● What this task involves: Copy every entry below verbatim, but leave the pictures out of your answer.

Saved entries
_ _ _ _ _ _ _
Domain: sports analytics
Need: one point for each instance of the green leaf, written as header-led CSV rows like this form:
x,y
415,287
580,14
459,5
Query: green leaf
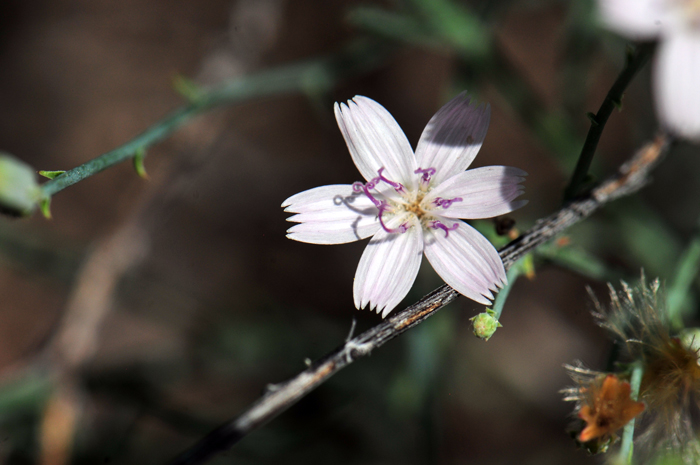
_ _ _ _ _ _ _
● Solution:
Domain: sports analytics
Need: one point for each instance of the green leaf, written as header-led CSV rows like this form:
x,y
415,287
580,14
459,5
Query: green leaf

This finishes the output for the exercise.